Start of Material to process

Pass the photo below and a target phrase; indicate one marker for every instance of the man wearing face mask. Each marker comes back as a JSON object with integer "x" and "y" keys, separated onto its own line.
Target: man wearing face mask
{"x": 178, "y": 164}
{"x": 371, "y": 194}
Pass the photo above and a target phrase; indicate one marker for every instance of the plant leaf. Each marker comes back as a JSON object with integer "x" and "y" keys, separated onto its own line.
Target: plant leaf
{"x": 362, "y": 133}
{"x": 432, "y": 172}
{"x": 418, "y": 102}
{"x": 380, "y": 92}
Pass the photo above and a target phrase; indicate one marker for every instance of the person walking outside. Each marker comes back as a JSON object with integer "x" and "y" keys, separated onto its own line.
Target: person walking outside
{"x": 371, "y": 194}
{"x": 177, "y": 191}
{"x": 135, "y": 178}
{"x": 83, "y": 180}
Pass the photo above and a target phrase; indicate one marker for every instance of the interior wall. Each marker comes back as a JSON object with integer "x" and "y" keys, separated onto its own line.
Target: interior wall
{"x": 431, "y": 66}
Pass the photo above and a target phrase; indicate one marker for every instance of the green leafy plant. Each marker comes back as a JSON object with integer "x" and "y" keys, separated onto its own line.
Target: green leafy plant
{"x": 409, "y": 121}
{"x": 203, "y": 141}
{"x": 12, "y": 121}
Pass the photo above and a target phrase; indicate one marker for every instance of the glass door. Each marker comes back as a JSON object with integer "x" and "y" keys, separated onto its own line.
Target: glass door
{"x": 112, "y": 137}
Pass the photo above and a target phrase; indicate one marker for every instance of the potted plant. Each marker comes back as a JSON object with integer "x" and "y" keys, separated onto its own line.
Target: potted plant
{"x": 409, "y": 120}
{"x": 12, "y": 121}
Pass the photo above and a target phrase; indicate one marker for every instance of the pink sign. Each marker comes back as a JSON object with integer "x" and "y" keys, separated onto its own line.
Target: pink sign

End of Material to process

**What the exercise asks**
Where the line containing "of the green" appears in the records above, begin there and print every line through the last, exactly and with nothing else.

**Finished exercise**
Pass the photo above and a target phrase; indicate one marker for every instance of the green leafy plant. Each marker comes back as a JSON object with integer "x" and "y" keys, separated onto its own line.
Target: green leafy plant
{"x": 409, "y": 121}
{"x": 203, "y": 141}
{"x": 12, "y": 121}
Pass the photo above and a target phrase; indicate one marker for every instance of the glass door. Each marker comes back as a JSON object with integer "x" and "y" keys, separated onto its own line.
Target: glass door
{"x": 112, "y": 137}
Pass the photo above and a target phrase; indicate one marker for every instance of the potted plant. Each marker comes back as a JSON object with integer "x" and "y" keys, separated onto its own line.
Target: potted plant
{"x": 409, "y": 120}
{"x": 12, "y": 121}
Pass the photo above and a target phrase; indicate one marker for every instance of the pink sign. Each marker comes back as a JSON object with integer "x" and "y" keys, separated onto its own line.
Target: pink sign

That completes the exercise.